→ **Instructions for the task**:
Reproduce, with no changes, the line where "box: [429, 303, 448, 329]" appears and every subsequent line of the listing, the last one included.

++++++

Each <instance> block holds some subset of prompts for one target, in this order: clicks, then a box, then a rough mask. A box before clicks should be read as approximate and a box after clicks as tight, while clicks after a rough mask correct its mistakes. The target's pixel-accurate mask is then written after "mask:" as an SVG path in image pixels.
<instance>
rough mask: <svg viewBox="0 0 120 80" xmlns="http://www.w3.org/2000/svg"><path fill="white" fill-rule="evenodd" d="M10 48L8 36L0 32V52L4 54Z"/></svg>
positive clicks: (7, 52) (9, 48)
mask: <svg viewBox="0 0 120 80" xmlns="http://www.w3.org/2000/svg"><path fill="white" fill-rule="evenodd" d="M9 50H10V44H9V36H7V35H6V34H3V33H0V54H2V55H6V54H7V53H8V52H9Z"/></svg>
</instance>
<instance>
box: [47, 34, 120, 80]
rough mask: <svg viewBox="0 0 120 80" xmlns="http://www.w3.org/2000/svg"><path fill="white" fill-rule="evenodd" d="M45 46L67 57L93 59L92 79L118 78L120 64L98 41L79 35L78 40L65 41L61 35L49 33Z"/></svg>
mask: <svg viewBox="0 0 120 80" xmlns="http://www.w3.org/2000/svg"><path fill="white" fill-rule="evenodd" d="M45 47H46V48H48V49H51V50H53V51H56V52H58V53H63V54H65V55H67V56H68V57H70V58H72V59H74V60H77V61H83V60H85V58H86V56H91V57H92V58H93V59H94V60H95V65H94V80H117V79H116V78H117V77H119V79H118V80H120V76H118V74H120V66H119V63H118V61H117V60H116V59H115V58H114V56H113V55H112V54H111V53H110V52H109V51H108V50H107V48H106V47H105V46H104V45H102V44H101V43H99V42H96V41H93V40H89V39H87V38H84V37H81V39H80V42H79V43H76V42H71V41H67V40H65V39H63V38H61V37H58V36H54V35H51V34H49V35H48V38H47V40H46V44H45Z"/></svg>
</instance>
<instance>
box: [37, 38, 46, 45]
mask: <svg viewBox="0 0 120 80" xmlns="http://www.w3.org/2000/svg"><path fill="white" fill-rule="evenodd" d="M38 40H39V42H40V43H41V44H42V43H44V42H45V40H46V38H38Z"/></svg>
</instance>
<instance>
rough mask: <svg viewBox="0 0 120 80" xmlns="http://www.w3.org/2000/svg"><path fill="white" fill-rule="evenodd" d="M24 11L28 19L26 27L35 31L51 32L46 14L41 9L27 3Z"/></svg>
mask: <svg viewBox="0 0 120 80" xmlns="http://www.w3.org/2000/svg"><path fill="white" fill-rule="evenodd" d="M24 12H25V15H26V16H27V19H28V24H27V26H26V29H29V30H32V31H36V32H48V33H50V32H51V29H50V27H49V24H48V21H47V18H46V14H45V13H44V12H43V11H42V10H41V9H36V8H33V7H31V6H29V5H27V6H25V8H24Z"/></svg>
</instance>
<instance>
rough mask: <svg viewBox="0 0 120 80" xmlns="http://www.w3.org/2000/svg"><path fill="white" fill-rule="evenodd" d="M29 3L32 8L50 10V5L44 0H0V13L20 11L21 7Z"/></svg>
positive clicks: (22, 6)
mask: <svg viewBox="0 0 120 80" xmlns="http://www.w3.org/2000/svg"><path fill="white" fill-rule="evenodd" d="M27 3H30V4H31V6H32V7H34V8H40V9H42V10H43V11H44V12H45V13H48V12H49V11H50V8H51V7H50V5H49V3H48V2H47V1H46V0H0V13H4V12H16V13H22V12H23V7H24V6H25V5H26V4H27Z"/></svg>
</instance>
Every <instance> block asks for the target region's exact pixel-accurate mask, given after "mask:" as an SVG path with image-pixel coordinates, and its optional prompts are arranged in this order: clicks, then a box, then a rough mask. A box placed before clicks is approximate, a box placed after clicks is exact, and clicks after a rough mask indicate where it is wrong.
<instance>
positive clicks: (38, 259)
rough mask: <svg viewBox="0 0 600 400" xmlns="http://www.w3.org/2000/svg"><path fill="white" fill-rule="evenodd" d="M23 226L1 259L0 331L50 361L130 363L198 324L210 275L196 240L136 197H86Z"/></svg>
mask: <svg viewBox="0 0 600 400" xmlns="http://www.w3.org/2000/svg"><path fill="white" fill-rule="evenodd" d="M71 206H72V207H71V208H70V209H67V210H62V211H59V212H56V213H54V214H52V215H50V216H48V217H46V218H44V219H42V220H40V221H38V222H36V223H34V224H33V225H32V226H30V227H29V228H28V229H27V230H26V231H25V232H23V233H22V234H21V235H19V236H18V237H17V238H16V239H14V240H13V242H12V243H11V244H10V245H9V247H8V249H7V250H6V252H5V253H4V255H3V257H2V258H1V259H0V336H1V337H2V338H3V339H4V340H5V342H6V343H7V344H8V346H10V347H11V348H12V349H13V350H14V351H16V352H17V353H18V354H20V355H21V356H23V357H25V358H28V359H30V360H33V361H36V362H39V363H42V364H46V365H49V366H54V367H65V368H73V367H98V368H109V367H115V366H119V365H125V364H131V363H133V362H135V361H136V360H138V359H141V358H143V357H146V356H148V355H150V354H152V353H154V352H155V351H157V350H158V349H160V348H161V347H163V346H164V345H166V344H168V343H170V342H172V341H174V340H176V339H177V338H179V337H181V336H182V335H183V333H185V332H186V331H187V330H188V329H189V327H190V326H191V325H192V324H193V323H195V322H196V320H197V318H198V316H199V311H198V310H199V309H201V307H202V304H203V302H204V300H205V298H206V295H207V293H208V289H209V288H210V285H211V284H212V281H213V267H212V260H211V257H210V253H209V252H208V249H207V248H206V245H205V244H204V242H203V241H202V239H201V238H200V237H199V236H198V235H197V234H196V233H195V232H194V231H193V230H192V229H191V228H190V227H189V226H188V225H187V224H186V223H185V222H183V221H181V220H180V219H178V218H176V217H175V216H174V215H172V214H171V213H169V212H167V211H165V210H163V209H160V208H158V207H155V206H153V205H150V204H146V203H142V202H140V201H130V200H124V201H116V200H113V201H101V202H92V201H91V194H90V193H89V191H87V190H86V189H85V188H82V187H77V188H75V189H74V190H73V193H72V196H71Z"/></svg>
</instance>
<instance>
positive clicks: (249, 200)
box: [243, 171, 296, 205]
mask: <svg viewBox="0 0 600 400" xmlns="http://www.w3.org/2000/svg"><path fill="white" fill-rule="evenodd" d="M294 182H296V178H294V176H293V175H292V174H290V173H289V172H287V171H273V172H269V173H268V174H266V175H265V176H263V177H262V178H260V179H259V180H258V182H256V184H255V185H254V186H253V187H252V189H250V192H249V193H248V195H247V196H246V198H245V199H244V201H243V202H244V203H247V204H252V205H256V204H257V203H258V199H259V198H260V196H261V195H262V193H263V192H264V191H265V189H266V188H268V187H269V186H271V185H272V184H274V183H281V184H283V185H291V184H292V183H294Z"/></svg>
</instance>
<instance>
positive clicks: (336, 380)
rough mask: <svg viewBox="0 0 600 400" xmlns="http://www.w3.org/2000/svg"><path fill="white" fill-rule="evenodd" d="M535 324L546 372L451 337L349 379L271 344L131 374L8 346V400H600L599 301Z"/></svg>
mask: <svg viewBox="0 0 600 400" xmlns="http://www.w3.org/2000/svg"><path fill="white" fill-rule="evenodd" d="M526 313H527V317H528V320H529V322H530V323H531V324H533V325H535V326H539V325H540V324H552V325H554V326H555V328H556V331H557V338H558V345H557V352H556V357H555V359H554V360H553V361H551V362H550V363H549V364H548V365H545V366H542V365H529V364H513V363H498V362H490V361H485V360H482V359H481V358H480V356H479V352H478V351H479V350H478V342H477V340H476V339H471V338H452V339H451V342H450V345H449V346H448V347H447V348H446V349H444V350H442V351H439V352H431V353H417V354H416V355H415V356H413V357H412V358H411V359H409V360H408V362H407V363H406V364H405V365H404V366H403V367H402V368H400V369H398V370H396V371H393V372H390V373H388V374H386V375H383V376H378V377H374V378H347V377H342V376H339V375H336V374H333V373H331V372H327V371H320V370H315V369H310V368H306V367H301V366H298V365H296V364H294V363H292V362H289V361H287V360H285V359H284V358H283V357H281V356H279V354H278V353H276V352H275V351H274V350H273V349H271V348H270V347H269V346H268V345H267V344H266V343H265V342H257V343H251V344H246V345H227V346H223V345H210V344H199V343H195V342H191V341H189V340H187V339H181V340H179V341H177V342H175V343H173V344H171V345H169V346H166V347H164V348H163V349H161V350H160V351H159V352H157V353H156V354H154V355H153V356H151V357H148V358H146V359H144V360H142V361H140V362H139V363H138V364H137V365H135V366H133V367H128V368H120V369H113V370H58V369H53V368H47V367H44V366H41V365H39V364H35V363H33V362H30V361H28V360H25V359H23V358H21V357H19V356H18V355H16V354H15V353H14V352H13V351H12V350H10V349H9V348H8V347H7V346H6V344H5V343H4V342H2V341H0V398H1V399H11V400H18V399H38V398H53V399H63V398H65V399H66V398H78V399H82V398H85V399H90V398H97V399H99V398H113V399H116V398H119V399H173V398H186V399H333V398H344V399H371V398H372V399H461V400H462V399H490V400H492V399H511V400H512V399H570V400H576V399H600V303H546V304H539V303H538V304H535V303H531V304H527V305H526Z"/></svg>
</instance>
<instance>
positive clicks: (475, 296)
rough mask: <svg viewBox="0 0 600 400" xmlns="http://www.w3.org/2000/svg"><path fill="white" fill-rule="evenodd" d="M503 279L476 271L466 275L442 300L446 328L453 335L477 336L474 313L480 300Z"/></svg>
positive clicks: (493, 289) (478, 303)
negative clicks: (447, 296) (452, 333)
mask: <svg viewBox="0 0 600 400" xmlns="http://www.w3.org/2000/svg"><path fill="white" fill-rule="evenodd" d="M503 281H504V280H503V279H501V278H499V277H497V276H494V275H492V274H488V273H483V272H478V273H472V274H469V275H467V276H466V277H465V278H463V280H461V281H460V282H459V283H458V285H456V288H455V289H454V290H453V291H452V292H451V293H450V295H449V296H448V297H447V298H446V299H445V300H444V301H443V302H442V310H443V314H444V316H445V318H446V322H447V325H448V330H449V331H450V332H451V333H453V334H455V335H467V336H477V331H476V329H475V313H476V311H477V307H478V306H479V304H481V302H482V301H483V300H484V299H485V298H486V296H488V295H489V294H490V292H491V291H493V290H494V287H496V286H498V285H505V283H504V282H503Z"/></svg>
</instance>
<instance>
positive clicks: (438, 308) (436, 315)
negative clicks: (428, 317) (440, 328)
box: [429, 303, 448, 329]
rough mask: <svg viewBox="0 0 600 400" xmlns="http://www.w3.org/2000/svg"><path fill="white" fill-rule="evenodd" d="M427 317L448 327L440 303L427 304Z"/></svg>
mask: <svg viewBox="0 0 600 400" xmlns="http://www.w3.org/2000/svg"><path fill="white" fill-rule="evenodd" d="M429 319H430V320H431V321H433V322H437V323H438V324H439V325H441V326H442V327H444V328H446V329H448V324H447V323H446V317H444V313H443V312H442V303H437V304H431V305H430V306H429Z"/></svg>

++++++

→ **Task solution**:
box: [429, 303, 448, 329]
rough mask: <svg viewBox="0 0 600 400" xmlns="http://www.w3.org/2000/svg"><path fill="white" fill-rule="evenodd" d="M427 317L448 327L440 303L427 304Z"/></svg>
mask: <svg viewBox="0 0 600 400" xmlns="http://www.w3.org/2000/svg"><path fill="white" fill-rule="evenodd" d="M429 319H430V320H431V321H433V322H437V323H438V324H439V325H441V326H442V327H444V328H446V329H448V324H447V323H446V317H444V313H443V312H442V303H437V304H431V305H430V306H429Z"/></svg>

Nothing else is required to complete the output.